Text =>
========================================================================

The ENOUGH Team has recently participated in the “The local to global cold-chain summit” organised by Prof. Toby Peters, the director of the Centre for Sustainable Cooling at the University of Birmingham, from 28 to 30 September 2022. The summit brought together more than 50 experts from academia and industry as well as UK and Indian policy makers and members of the ACES team from Rwanda. During the event the team investigated the potential for UK and European research projects to developing innovative cold chain solutions adopting a system approach on how to use, manage, make, store, finance, and regulate the energy and carbon demands through the food chain.
The three-day intensive programme brought together ENOUGH project partners with other UK projects including Zero Emission Cold Chain (ZECC), Sustainable Cold Chains (SCC) and the Africa Centre of Excellence for Sustainable Cooling and Cold Chain (ACES) to cross share knowledge and provide global solutions to build a clean, efficient, and resilient cold chain of the future meeting the Sustainable Development Goals (SDGs).

========================================================================

(Saved data entries)
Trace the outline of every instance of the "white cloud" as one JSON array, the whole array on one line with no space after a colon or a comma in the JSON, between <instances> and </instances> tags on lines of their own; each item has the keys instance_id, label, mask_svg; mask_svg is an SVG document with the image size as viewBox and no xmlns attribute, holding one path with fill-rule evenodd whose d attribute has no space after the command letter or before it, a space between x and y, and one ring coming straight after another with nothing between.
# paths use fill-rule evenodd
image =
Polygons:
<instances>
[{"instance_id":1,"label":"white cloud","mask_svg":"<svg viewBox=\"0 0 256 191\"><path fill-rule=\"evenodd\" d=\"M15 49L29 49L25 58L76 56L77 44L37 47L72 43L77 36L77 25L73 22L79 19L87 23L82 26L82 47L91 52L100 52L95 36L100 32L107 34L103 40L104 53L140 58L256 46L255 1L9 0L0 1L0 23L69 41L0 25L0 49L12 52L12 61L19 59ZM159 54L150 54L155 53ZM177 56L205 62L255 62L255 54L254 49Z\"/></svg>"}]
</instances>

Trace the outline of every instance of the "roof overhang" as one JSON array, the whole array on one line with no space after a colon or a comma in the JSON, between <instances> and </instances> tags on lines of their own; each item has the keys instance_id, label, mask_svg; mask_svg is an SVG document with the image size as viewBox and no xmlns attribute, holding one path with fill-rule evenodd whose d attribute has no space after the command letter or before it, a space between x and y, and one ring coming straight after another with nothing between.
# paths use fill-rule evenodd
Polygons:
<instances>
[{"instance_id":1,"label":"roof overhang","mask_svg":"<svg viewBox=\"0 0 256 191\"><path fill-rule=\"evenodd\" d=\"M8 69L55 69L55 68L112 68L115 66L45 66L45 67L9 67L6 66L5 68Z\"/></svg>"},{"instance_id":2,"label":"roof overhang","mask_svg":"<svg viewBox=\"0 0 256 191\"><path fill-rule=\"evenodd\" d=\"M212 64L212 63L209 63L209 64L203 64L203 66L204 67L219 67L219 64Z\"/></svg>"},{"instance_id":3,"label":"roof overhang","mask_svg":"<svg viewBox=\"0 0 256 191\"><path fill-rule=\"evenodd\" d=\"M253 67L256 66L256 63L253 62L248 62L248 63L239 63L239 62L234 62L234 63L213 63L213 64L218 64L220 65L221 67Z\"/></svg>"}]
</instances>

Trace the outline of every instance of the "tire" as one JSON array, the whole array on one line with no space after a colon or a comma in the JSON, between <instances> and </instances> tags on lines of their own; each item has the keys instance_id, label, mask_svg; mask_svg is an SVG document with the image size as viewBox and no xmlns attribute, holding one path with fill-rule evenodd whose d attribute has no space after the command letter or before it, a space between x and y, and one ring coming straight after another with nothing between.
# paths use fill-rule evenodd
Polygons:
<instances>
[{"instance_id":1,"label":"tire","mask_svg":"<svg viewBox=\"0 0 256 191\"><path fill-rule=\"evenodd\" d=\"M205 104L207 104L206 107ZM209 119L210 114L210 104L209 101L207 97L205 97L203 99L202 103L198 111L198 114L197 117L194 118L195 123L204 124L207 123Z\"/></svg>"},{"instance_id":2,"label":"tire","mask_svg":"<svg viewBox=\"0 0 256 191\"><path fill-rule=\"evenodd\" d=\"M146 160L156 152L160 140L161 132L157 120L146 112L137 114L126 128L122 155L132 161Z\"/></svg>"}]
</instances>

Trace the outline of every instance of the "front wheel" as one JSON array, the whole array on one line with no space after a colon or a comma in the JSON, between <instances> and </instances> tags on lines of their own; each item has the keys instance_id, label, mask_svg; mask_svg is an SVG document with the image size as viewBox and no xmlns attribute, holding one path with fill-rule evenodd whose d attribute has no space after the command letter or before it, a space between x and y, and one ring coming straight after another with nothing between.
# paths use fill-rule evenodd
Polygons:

========================================================================

Task set =>
1) Using the summit text, decide whether each statement agrees with it. Answer yes or no and quote the deciding words.
(a) The summit ran from 28 to 30 September 2022.
(b) Fewer than 50 experts took part in the summit.
(c) The ACES team members at the summit came from Kenya.
2) Duplicate a passage of the summit text, beginning at the words "The three-day intensive" and stopping after "Development Goals (SDGs).".
3) Answer these questions from the summit text.
(a) Who organised the summit?
(b) How many days did the programme last?
(c) What does the abbreviation ZECC stand for?
These records were drawn from a separate source.

Answers to the exercises =>
1)
(a) Yes: "from 28 to 30 September 2022"
(b) No: "more than 50 experts from academia and industry"
(c) No: "members of the ACES team from Rwanda"

2)
The three-day intensive programme brought together ENOUGH project partners with other UK projects including Zero Emission Cold Chain (ZECC), Sustainable Cold Chains (SCC) and the Africa Centre of Excellence for Sustainable Cooling and Cold Chain (ACES) to cross share knowledge and provide global solutions to build a clean, efficient, and resilient cold chain of the future meeting the Sustainable Development Goals (SDGs).

3)
(a) Prof. Toby Peters
(b) Three days
(c) Zero Emission Cold Chain